### Work to be completed
Write out the material below without changes, starting at its first line and ending at the line that contains "point(109, 180)", with both of those lines included. Leave the pictures out of your copy.

(Records from a collection)
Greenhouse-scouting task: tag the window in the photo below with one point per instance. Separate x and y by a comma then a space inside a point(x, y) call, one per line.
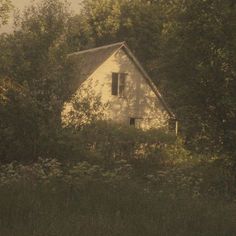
point(118, 84)
point(132, 121)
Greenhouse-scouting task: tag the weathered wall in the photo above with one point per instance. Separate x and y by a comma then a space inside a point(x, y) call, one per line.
point(139, 101)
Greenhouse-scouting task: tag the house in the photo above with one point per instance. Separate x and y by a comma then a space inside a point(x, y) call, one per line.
point(114, 74)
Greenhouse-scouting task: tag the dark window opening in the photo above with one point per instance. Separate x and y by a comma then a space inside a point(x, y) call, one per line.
point(132, 121)
point(118, 84)
point(114, 84)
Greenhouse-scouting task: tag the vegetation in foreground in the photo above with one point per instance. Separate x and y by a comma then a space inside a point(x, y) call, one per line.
point(130, 193)
point(109, 180)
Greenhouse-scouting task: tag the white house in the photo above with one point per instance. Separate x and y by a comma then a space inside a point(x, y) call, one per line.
point(113, 74)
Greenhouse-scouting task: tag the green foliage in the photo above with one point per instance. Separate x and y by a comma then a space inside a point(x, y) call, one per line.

### Answer to this task
Greenhouse-scouting task: tag the window in the photo below with one point per instance. Separate x and y by a comma then a space inside a point(x, y) call, one per line.
point(118, 84)
point(132, 121)
Greenhouse-scouting task: tag the weathered wall in the photo above with one point per instance. Separate x and y by a comma then a space inside a point(x, y) call, one per line.
point(139, 101)
Greenhouse-scouting task: tag the house in the photo above with one point per instance. Separate x and y by a comma then a space inside a point(x, y) call, one per line.
point(114, 74)
Greenhouse-scouting task: tag the dark window opening in the photo above with one point per instance. Separate x and y by a comma then a space inside a point(x, y) call, one per line.
point(132, 121)
point(118, 84)
point(114, 84)
Greenhouse-scouting task: tag the vegetation in foreground in the photo above with one point per instance. Separate x and y by a comma then a space inside a point(x, y) call, one per line.
point(130, 193)
point(109, 180)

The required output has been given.